• [What this task involves]: Rescale the listing below from the line that contains "Wildlife-survey tagging: tag each instance of the window in" through the end of the listing. Reproduce every line in that span, including the tagging lines, but multiply each pixel coordinate in the answers by 2.2 and round it to the nearest whole number, with halves rounding up.
[START Task material]
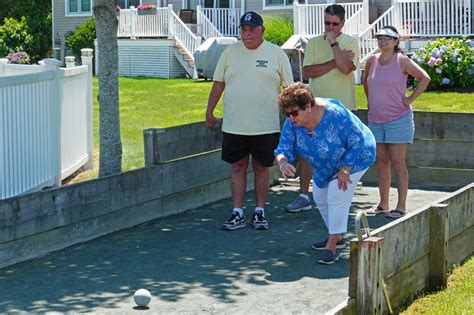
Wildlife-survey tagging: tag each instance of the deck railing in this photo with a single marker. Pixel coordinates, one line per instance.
(46, 130)
(182, 34)
(205, 24)
(225, 20)
(434, 17)
(134, 23)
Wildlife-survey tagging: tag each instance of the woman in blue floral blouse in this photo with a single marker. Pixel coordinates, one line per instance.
(339, 148)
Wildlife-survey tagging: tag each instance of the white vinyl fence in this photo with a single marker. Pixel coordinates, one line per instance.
(46, 124)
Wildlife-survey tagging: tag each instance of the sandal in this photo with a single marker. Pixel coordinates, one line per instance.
(376, 210)
(396, 213)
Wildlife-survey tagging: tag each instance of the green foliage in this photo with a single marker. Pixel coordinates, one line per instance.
(37, 14)
(278, 29)
(457, 298)
(14, 36)
(82, 37)
(449, 63)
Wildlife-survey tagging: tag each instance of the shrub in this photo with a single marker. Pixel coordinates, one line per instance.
(278, 29)
(82, 37)
(21, 58)
(14, 36)
(449, 63)
(38, 18)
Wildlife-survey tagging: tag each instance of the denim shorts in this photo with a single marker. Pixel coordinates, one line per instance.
(398, 131)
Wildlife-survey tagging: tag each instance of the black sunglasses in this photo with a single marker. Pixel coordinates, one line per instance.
(293, 113)
(327, 23)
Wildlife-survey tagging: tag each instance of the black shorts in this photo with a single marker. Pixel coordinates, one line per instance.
(260, 147)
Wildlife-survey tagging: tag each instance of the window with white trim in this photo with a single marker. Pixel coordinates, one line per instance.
(79, 7)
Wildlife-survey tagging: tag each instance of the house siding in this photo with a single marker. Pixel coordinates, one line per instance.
(63, 24)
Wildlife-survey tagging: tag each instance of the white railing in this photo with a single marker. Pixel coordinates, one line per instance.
(46, 129)
(206, 27)
(182, 34)
(308, 19)
(134, 23)
(225, 20)
(434, 18)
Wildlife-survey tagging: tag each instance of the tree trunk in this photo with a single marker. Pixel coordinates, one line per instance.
(110, 161)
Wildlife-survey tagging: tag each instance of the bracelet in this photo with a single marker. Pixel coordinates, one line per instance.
(344, 171)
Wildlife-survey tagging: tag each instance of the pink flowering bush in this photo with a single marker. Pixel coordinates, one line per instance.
(20, 57)
(146, 6)
(449, 63)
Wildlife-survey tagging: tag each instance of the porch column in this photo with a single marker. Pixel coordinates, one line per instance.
(296, 18)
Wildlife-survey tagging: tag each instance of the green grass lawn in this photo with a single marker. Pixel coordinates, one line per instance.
(151, 103)
(458, 298)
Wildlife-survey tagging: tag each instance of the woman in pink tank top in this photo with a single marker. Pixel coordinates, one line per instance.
(391, 116)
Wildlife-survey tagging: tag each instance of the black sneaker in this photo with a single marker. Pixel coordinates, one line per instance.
(259, 221)
(235, 222)
(328, 257)
(322, 245)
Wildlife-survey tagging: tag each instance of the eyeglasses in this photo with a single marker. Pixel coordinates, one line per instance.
(327, 23)
(385, 37)
(294, 113)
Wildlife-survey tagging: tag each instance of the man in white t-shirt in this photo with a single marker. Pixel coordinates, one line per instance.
(251, 74)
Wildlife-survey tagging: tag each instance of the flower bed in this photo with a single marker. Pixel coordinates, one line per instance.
(449, 63)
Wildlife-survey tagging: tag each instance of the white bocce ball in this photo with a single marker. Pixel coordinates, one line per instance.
(142, 297)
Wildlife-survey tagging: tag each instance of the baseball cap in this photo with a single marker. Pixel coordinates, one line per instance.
(252, 19)
(387, 32)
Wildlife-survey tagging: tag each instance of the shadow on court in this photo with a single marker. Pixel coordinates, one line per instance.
(191, 266)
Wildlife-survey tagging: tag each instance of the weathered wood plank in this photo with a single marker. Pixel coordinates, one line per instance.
(439, 230)
(34, 213)
(201, 195)
(369, 276)
(441, 153)
(405, 240)
(165, 144)
(403, 285)
(429, 177)
(55, 239)
(461, 246)
(461, 212)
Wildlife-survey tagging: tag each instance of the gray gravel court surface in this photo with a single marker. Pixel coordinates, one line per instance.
(191, 266)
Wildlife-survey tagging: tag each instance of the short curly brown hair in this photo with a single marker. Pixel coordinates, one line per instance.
(296, 94)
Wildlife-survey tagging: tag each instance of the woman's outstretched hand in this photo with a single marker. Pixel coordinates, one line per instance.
(342, 179)
(287, 169)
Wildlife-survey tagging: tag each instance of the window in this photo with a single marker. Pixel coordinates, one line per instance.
(79, 7)
(279, 4)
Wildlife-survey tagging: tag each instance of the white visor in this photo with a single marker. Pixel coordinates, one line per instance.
(387, 32)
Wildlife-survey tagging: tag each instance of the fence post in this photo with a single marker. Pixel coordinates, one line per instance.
(3, 61)
(369, 294)
(296, 18)
(439, 229)
(51, 64)
(133, 14)
(86, 56)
[END Task material]
• [Answer to this task]:
Wildlife-survey tagging: tag each instance of the window in this photo with a single marker. Pixel coordinates, one line per instance.
(174, 15)
(614, 9)
Wildlife-survey tagging: tag each instance of the white visor in this photo with a single marker. Pixel coordinates, one line per instance.
(851, 70)
Wildlife-survey tagging: tag each instance of the fence post in this photo with a single marker. Pixel coordinates, one line per instance.
(7, 134)
(812, 647)
(651, 40)
(966, 504)
(112, 141)
(293, 31)
(189, 123)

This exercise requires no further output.